#### OBJECTIVE
Copy the records that follow exactly as written, but not their pictures.

(A block of data)
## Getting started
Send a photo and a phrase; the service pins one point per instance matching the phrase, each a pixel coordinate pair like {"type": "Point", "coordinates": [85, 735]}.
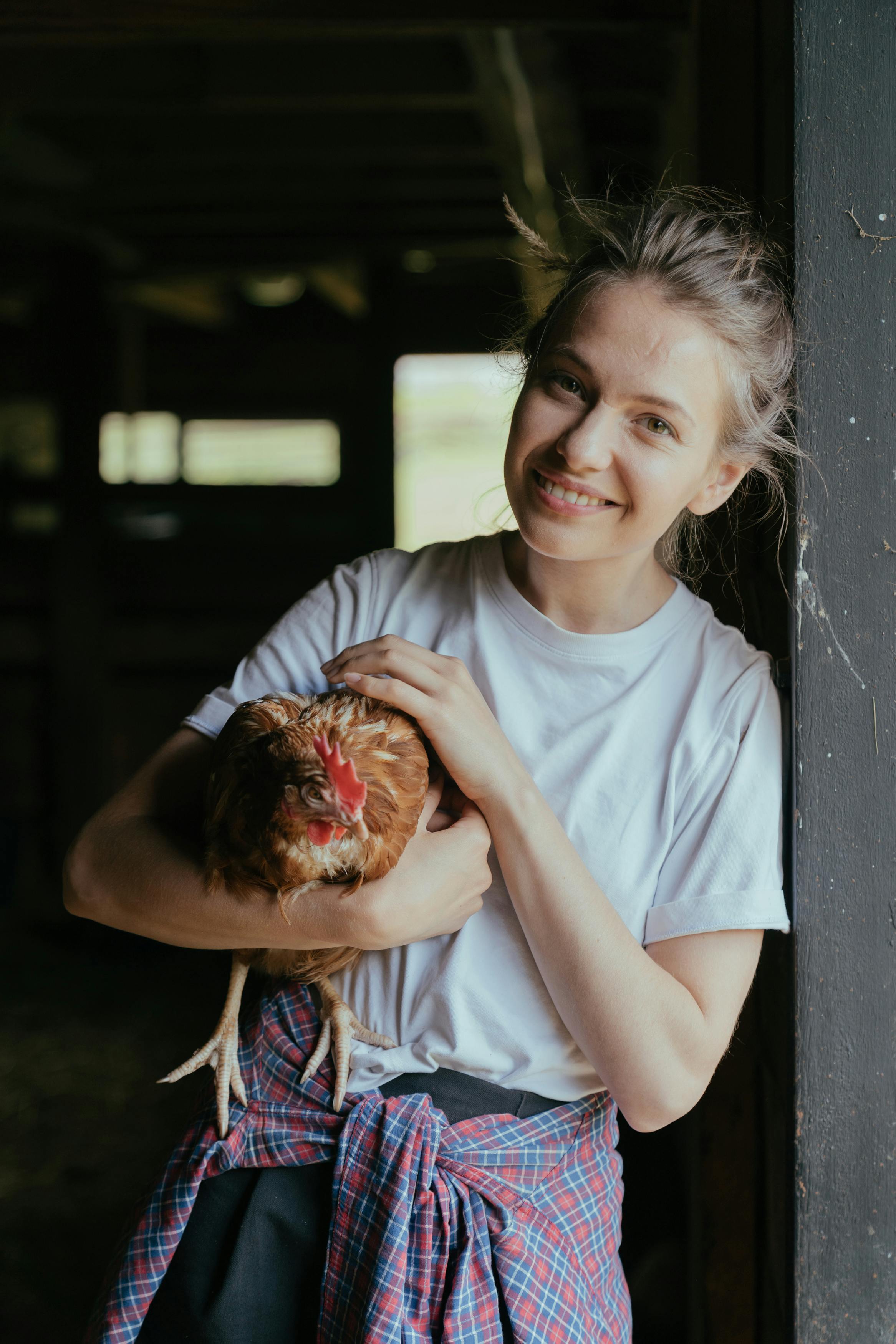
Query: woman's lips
{"type": "Point", "coordinates": [559, 505]}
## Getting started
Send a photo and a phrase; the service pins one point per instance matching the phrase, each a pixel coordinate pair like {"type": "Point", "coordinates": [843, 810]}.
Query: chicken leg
{"type": "Point", "coordinates": [221, 1050]}
{"type": "Point", "coordinates": [339, 1029]}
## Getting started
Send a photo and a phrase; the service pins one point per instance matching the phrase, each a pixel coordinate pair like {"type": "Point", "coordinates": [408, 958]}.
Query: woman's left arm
{"type": "Point", "coordinates": [652, 1022]}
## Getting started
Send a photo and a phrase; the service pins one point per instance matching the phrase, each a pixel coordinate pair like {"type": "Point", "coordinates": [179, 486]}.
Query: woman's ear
{"type": "Point", "coordinates": [723, 483]}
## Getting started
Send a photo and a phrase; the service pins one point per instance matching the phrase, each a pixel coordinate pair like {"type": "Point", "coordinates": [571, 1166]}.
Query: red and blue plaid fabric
{"type": "Point", "coordinates": [428, 1217]}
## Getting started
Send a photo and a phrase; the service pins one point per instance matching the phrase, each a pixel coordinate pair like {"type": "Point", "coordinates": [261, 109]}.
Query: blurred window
{"type": "Point", "coordinates": [143, 448]}
{"type": "Point", "coordinates": [452, 421]}
{"type": "Point", "coordinates": [152, 448]}
{"type": "Point", "coordinates": [261, 452]}
{"type": "Point", "coordinates": [29, 444]}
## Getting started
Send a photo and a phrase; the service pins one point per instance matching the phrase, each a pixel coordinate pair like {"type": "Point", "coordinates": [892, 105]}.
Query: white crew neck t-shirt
{"type": "Point", "coordinates": [658, 748]}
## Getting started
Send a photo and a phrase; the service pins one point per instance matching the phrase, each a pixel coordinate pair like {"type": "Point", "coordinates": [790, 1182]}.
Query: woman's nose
{"type": "Point", "coordinates": [590, 443]}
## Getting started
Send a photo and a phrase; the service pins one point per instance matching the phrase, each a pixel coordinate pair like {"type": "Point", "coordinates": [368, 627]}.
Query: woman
{"type": "Point", "coordinates": [613, 746]}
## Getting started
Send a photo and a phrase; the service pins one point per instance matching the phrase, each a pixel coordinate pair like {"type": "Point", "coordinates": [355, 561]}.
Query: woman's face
{"type": "Point", "coordinates": [616, 428]}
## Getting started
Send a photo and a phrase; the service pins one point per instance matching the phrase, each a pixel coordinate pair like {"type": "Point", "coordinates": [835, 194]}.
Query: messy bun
{"type": "Point", "coordinates": [704, 252]}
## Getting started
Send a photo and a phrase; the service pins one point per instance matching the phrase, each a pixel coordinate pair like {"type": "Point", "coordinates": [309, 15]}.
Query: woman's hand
{"type": "Point", "coordinates": [442, 697]}
{"type": "Point", "coordinates": [437, 884]}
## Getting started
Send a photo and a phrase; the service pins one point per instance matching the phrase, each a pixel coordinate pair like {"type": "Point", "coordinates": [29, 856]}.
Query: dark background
{"type": "Point", "coordinates": [151, 156]}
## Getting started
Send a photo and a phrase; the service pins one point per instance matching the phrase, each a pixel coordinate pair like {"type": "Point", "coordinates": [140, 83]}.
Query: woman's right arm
{"type": "Point", "coordinates": [137, 866]}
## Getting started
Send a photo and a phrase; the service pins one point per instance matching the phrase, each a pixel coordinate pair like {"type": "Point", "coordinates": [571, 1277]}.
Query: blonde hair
{"type": "Point", "coordinates": [707, 253]}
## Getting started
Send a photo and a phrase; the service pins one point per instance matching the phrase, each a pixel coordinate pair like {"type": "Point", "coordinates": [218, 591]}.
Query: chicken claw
{"type": "Point", "coordinates": [222, 1051]}
{"type": "Point", "coordinates": [339, 1027]}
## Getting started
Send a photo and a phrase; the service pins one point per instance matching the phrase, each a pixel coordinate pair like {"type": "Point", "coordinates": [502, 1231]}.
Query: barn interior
{"type": "Point", "coordinates": [222, 217]}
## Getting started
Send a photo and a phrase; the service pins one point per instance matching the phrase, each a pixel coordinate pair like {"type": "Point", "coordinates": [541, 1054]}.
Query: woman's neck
{"type": "Point", "coordinates": [589, 597]}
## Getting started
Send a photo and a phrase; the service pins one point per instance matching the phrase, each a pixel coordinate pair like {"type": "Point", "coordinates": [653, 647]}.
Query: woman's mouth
{"type": "Point", "coordinates": [570, 502]}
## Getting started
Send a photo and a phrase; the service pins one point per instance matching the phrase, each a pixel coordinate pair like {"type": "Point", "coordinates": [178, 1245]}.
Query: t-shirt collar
{"type": "Point", "coordinates": [680, 604]}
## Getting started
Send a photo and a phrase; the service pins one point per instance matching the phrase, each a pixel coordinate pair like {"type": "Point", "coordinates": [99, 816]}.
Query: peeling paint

#### TASK OUTPUT
## Getting started
Send a photo and a phrase; the service pins one point per instance matching the phrase, each a pixel coordinate pair like {"type": "Point", "coordinates": [85, 735]}.
Query: woman's lips
{"type": "Point", "coordinates": [559, 505]}
## Getting started
Send a photo and a phrase; the service pins one point per instance matching the phrase, each a pixel coordinate pair like {"type": "Point", "coordinates": [843, 810]}.
Query: chicken leg
{"type": "Point", "coordinates": [221, 1050]}
{"type": "Point", "coordinates": [339, 1029]}
## Getting started
Send a photo and a phrase; the service pins one point per instance matching the phrase, each a pixel coordinate pair like {"type": "Point", "coordinates": [408, 958]}.
Query: woman's left arm
{"type": "Point", "coordinates": [652, 1022]}
## Getting started
Send a photo and a phrase; the service pins one point per instance matching the phrase, each a pixel coordinate pair like {"type": "Point", "coordinates": [179, 486]}.
Query: woman's ear
{"type": "Point", "coordinates": [723, 483]}
## Getting started
Send a photo and a phrase; the service pins one point per instance matching the phrase, each a pixel coordinate pair like {"type": "Point", "coordinates": [571, 1166]}.
Query: red and blue plaid fabric
{"type": "Point", "coordinates": [428, 1217]}
## Getting started
Send a photo and a phrase; the service pins one point per instance matching the phrase, each a pixel coordinate pair like {"type": "Point", "coordinates": [261, 109]}.
Query: blurred window
{"type": "Point", "coordinates": [143, 448]}
{"type": "Point", "coordinates": [452, 421]}
{"type": "Point", "coordinates": [152, 448]}
{"type": "Point", "coordinates": [261, 452]}
{"type": "Point", "coordinates": [29, 444]}
## Getting started
Send a photo and a phrase; the service pins one point per instance matching the phrase, each a pixel coordinate pair like {"type": "Point", "coordinates": [892, 105]}.
Query: white crew neck t-shirt
{"type": "Point", "coordinates": [658, 748]}
## Getting started
Send a photo and a phrase; the service pins one point per instance matching the phrase, each a pixel coordinate pair like {"type": "Point", "coordinates": [790, 1182]}.
Query: woman's nose
{"type": "Point", "coordinates": [590, 443]}
## Getting started
Send a photo and a phrase; the service pins one point per instance matching the phrase, each a pixel coordinate pair like {"type": "Point", "coordinates": [368, 627]}.
Query: woman
{"type": "Point", "coordinates": [613, 746]}
## Getting started
Send a photo and a phrase; the service pins one point per instance matching the phrase, each a pixel coordinate pair like {"type": "Point", "coordinates": [355, 561]}.
Query: woman's face
{"type": "Point", "coordinates": [616, 428]}
## Getting started
Send a photo and a phrase; the service pins one point per instance matching the phrase, each a pixel coordinate pair like {"type": "Point", "coordinates": [835, 194]}.
Query: messy bun
{"type": "Point", "coordinates": [704, 252]}
## Getting started
Send a photo and a phrase; the service pins one point per instance matching the phrase, each a pixel coordinate pair like {"type": "Point", "coordinates": [309, 15]}.
Query: woman's hand
{"type": "Point", "coordinates": [442, 697]}
{"type": "Point", "coordinates": [437, 884]}
## Getting started
Send a photo and a phrase; the service pins one point per instance matching the phrase, each a pixel coordinate pair like {"type": "Point", "coordinates": [29, 856]}.
Query: dark background
{"type": "Point", "coordinates": [151, 156]}
## Getting started
Send a photo and a phrase; the service pins one point per instance matching the phrase, each a pixel coordinate pair like {"type": "Point", "coordinates": [140, 83]}.
Query: woman's right arm
{"type": "Point", "coordinates": [137, 866]}
## Getting started
Send a photo and a phrase; the service pins one point per instance matching the phrase, each a pixel coordinate pair like {"type": "Point", "coordinates": [571, 1277]}.
Query: blonde hair
{"type": "Point", "coordinates": [707, 253]}
## Getting started
Send a photo and a phrase; the service pins one point per instance matching the phrase, each a pixel coordinate pair like {"type": "Point", "coordinates": [218, 591]}.
Query: chicken claw
{"type": "Point", "coordinates": [222, 1051]}
{"type": "Point", "coordinates": [339, 1027]}
## Getting started
Send a photo and a phrase; the service pins one point per instance matching the phrase, each a pixel coordinate pair like {"type": "Point", "coordinates": [502, 1231]}.
Query: barn interior
{"type": "Point", "coordinates": [222, 217]}
## Getting started
Send a photo and a phrase; the service pins one point per instance matching the phrase, each a pixel coordinate pair like {"type": "Point", "coordinates": [541, 1054]}.
Query: woman's neck
{"type": "Point", "coordinates": [589, 597]}
## Getting started
Send a photo and a phrase; the service pins one point per instance matching the phrase, each a pixel coordinate pair like {"type": "Point", "coordinates": [653, 647]}.
Query: woman's mouth
{"type": "Point", "coordinates": [570, 502]}
## Getting started
Send a photo and a phrase; the service pins one point per instance matching the phrase, each a pixel coordinate pair like {"type": "Point", "coordinates": [178, 1245]}.
Query: t-shirt collar
{"type": "Point", "coordinates": [680, 604]}
## Getting started
Send a photo and a phrase; the service pins one point per instance matching the phrase, each a pixel coordinate pair like {"type": "Point", "coordinates": [99, 816]}.
Query: peeling paint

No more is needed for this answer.